Trinity Sunday marks the beginning of a long season of “ordinary time” in the church. The Lectionary marks the next set of Sundays between Trinity and Advent as “Sundays after Pentecost.” They could as easily be marked as “Sundays after Trinity,” which might, in fact, keep the Trinity in our minds.
There are all kinds of ways to talk about God, all kinds of images of God. Throughout the Bible, God is envisioned as rock, as sheltering shade, as warrior, as judge, as creator, as pillar of cloud and pillar of fire, to name just a few. God calls the worlds into being with a word, speaks to Moses in a burning bush, and calls to Elijah in a still, small voice. There are many more pictures of God, each one expressing a little bit, a fragmentary glimpse into who and what God is.
There is one way of talking about God, one name of God, though, that somehow, even through it seems at to be mostly an impenetrable mystery, expresses the totality of God. That name of God is Father, Son and Holy Spirit.
Father, Son, and Holy Spirit is a way the church learned to express who God is. The formulation appears only once in the Bible – when, at the end of the gospel of Matthew, Jesus tells to the disciples to make disciples of all nations, baptizing them in the name of the Father and of the Son and of the Holy Spirit. This is the only instance in which the Trinitarian formula is used in the gospels; and there is substantial scholarly agreement that this is actually not the words of Jesus, but of the early church as it struggled to deal with who Jesus was.
It was a problem which was to exercise the Church for over three hundred years. And those three hundred years might well be termed the Age of Heresy. For in the struggle to understand how God could be three distinct and separate “persons” yet still one complete being, a great many unorthodox beliefs arose, beliefs which became known as “heresies”.
There were those who decided Jesus wasn’t really human, but was God in disguise (Docetists). For them, Jesus didn’t really have a real solid body or suffer on the cross, because God, the Almighty, the Creator, couldn’t possibly suffer like any ordinary human being. Then there were those who believed Jesus’ sufferings and crucifixion were necessary for salvation, but thought Jesus didn’t really die, but only appeared to die (Marcionites). They believed, therefore, there was no resurrection of the body. Another group believed God existed in different modes (Modalists). Sometimes he would be in the Son mode as Jesus, sometimes in the Spirit mode, sometimes in the Father mode. But he couldn’t therefore be all three at the same time. And there were those who believed that only the Father was really God. Jesus was created by God, but didn’t share either God’s divine nature, or his essence, his Spirit (Arians). So Jesus was a bit like Superman, but wasn’t actually God. Yet another lot believed Jesus had a divine nature as well as a human nature, but that the two natures were completely separate (Nestorians). Sometimes Jesus would be acting in divine mode, at other times he’d be in human mode.

EXCERPTED DATA:

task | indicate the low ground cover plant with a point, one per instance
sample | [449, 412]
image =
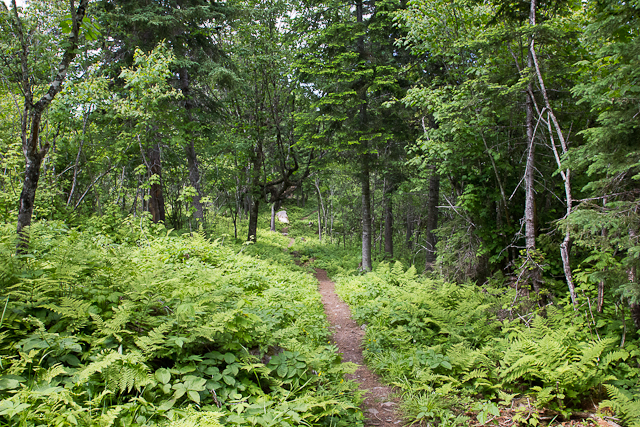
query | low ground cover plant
[463, 349]
[133, 325]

TASK OBJECTIVE: Reproduce word for word the part of the Trinity passage above starting with "Trinity Sunday marks" and going on through "in our minds.".

WRITTEN SOLUTION:
Trinity Sunday marks the beginning of a long season of “ordinary time” in the church. The Lectionary marks the next set of Sundays between Trinity and Advent as “Sundays after Pentecost.” They could as easily be marked as “Sundays after Trinity,” which might, in fact, keep the Trinity in our minds.